• _Stated problem_
Each entry below should be written out exactly as it is, with no pictures.

§ §

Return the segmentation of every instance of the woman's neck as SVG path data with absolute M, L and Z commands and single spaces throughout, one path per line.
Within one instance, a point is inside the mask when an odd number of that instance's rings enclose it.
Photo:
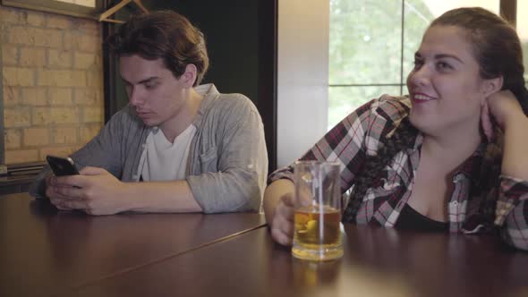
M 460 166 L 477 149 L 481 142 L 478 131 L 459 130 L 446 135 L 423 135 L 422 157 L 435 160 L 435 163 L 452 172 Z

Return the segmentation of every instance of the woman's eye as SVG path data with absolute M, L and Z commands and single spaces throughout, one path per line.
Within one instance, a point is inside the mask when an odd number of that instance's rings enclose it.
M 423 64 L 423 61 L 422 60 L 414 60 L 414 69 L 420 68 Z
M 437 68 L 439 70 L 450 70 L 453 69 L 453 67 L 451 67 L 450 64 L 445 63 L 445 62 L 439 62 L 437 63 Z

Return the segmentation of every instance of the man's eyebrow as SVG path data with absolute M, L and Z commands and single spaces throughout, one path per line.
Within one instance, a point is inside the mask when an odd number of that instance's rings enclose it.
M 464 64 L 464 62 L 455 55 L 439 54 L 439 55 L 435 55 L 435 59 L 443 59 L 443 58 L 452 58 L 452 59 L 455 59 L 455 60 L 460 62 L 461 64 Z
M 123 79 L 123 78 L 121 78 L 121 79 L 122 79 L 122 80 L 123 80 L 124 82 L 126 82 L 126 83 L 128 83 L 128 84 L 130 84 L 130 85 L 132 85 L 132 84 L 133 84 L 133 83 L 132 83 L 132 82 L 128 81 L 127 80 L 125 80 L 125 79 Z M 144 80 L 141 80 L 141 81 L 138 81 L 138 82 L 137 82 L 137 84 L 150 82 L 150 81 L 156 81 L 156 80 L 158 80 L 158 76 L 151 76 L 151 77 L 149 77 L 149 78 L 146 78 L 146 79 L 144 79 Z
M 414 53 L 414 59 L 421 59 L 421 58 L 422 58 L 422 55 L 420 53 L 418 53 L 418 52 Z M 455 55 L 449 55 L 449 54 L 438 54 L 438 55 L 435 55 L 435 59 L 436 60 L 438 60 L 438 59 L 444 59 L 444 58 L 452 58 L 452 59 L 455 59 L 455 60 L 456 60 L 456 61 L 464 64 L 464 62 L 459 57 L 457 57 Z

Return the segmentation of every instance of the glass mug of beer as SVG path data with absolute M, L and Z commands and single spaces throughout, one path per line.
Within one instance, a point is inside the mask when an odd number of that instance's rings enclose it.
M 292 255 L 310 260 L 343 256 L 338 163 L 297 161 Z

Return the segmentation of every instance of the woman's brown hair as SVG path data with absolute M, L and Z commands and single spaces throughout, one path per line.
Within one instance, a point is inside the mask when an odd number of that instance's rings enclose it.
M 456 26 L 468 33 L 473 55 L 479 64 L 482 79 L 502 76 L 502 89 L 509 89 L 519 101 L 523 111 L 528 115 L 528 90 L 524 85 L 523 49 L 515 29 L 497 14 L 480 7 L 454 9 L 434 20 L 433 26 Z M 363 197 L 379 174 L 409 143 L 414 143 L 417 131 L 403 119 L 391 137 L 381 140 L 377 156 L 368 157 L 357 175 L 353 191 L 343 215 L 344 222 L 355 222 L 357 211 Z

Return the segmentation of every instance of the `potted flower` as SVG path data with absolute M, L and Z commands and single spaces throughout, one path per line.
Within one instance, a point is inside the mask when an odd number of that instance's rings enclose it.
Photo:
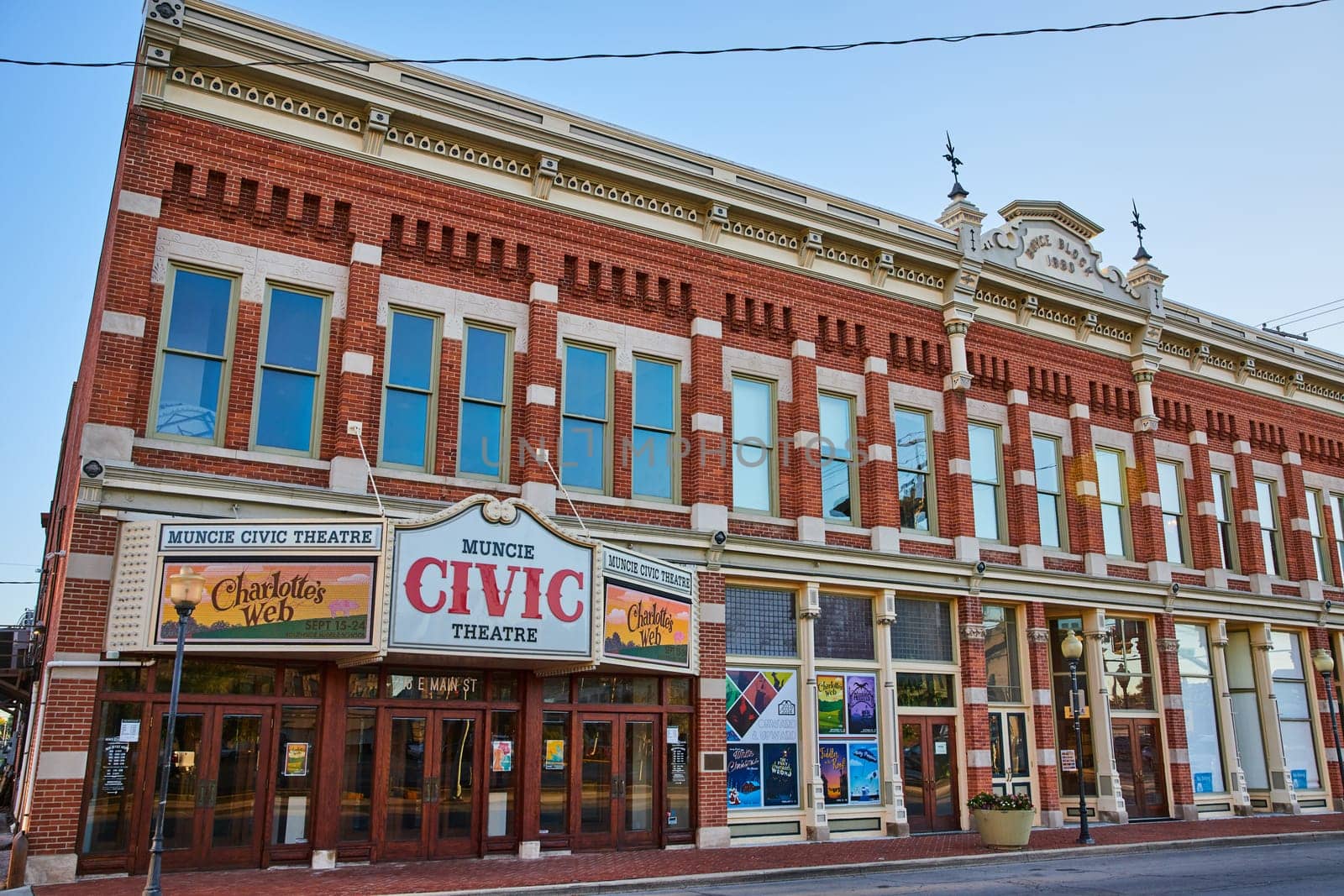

§ §

• _Full answer_
Return the segmentation of every instance of the woman's neck as SVG path data with absolute M, L and Z commands and single spaces throughout, one path per line.
Within one instance, a point is inside the mask when an odd number of that instance's rings enclose it.
Photo:
M 460 166 L 477 149 L 481 142 L 478 131 L 459 130 L 446 135 L 423 135 L 422 157 L 435 160 L 435 163 L 452 172 Z

Return the segmentation of every instance of the woman's eye as SVG path data with absolute M, L and Z commands and single spaces throughout, one path per line.
Within one instance, a point is inside the mask when an odd number of that instance's rings enclose it.
M 423 64 L 423 61 L 422 60 L 414 60 L 414 69 L 420 68 Z
M 437 68 L 439 70 L 450 70 L 453 69 L 453 67 L 451 67 L 450 64 L 445 63 L 445 62 L 439 62 L 437 63 Z

Return the segmentation of every instance of the man's eyebrow as SVG path data with absolute M, L and Z commands and single spaces throughout, one path per line.
Within one instance, a point is inside the mask when an odd number of that instance's rings enclose it.
M 464 64 L 464 62 L 455 55 L 439 54 L 439 55 L 435 55 L 435 59 L 443 59 L 443 58 L 452 58 L 452 59 L 455 59 L 455 60 L 460 62 L 461 64 Z
M 123 79 L 123 78 L 121 78 L 121 79 L 122 79 L 122 80 L 123 80 L 124 82 L 126 82 L 126 83 L 128 83 L 128 84 L 130 84 L 130 85 L 132 85 L 132 84 L 133 84 L 133 83 L 132 83 L 132 82 L 128 81 L 127 80 L 125 80 L 125 79 Z M 144 80 L 141 80 L 141 81 L 138 81 L 138 82 L 137 82 L 137 84 L 150 82 L 150 81 L 156 81 L 156 80 L 158 80 L 158 76 L 151 76 L 151 77 L 149 77 L 149 78 L 146 78 L 146 79 L 144 79 Z
M 414 53 L 414 59 L 421 59 L 421 58 L 422 58 L 422 55 L 420 53 L 418 53 L 418 52 Z M 455 55 L 449 55 L 449 54 L 438 54 L 438 55 L 435 55 L 435 59 L 436 60 L 438 60 L 438 59 L 444 59 L 444 58 L 452 58 L 452 59 L 455 59 L 455 60 L 456 60 L 456 61 L 464 64 L 464 62 L 459 57 L 457 57 Z

Return the segmentation of every instance of the glass mug of beer as SVG path data with absolute M, L and Z commands and single spaces throughout, one path per line.
Within one instance, a point is inside the mask when an odd number of that instance's rings enclose it.
M 292 255 L 310 260 L 343 256 L 338 163 L 297 161 Z

Return the segmentation of every instance of the woman's brown hair as SVG path data with absolute M, L and Z commands and single spaces throughout, one path per line.
Within one instance, a point is inside the mask when an odd number of that instance's rings enclose it.
M 456 26 L 468 33 L 473 55 L 479 64 L 482 79 L 502 76 L 502 89 L 509 89 L 519 101 L 523 111 L 528 115 L 528 90 L 524 85 L 523 49 L 515 29 L 497 14 L 480 7 L 454 9 L 434 20 L 433 26 Z M 363 197 L 379 174 L 409 143 L 414 143 L 417 131 L 403 119 L 391 137 L 381 140 L 377 156 L 368 157 L 357 175 L 353 191 L 343 215 L 344 222 L 355 222 L 357 211 Z

Return the segmentation of every instance of the `potted flower` as SVG path data with absolute M, L and Z commands and single spaces throughout, one path per line.
Within one instance, a point is inside the mask when an odd number of that instance's rings enclose it.
Photo:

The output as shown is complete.